**Work instructions**
Find the line containing "Target: dark beamed", then output it and every line after it through the end of the listing below, exactly as written.

**Exercise inputs**
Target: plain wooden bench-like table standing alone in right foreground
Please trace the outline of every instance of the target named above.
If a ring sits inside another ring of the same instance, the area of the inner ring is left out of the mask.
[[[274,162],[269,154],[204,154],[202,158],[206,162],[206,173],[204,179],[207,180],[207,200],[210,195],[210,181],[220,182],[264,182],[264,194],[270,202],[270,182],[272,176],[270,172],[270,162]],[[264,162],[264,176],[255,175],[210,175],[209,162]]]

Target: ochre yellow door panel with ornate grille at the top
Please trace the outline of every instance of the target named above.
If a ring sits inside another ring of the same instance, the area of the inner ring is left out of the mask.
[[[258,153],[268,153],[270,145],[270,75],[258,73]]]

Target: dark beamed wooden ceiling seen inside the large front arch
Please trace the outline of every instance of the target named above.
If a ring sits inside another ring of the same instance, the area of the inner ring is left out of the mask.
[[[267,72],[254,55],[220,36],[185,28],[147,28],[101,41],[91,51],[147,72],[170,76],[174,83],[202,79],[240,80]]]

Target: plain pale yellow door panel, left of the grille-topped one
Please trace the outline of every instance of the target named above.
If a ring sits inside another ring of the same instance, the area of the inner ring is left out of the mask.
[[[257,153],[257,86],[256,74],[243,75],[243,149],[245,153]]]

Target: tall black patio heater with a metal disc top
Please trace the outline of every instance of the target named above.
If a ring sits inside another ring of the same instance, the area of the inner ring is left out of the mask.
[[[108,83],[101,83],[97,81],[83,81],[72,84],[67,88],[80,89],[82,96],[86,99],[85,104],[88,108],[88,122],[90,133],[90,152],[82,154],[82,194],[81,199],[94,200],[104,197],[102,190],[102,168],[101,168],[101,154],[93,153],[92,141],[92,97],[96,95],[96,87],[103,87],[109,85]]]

**Written answer**
Target: dark beamed wooden ceiling seen inside the large front arch
Please trace the outline of every instance of the target named above.
If a ring sits inside another ring of the same instance, the area of the inner ring is left out of the mask.
[[[267,72],[254,55],[220,36],[185,28],[147,28],[101,41],[91,51],[147,72],[170,76],[174,83],[202,79],[240,80]]]

Target: plain pale yellow door panel, left of the grille-topped one
Please trace the outline of every instance of the target named above.
If a ring sits inside another ring of the same instance, the area of the inner ring is left out of the mask.
[[[257,153],[257,86],[256,74],[243,75],[243,149],[245,153]]]

Target: tall black patio heater with a metal disc top
Please trace the outline of every instance of the target named above.
If a ring sits inside another ring of the same instance, the area of the inner ring is left out of the mask.
[[[108,83],[101,83],[97,81],[83,81],[72,84],[67,88],[80,89],[82,96],[86,99],[85,104],[88,108],[88,122],[90,133],[90,152],[82,154],[82,194],[81,199],[94,200],[104,197],[102,190],[102,168],[101,168],[101,154],[93,153],[92,141],[92,97],[96,95],[96,87],[103,87],[109,85]]]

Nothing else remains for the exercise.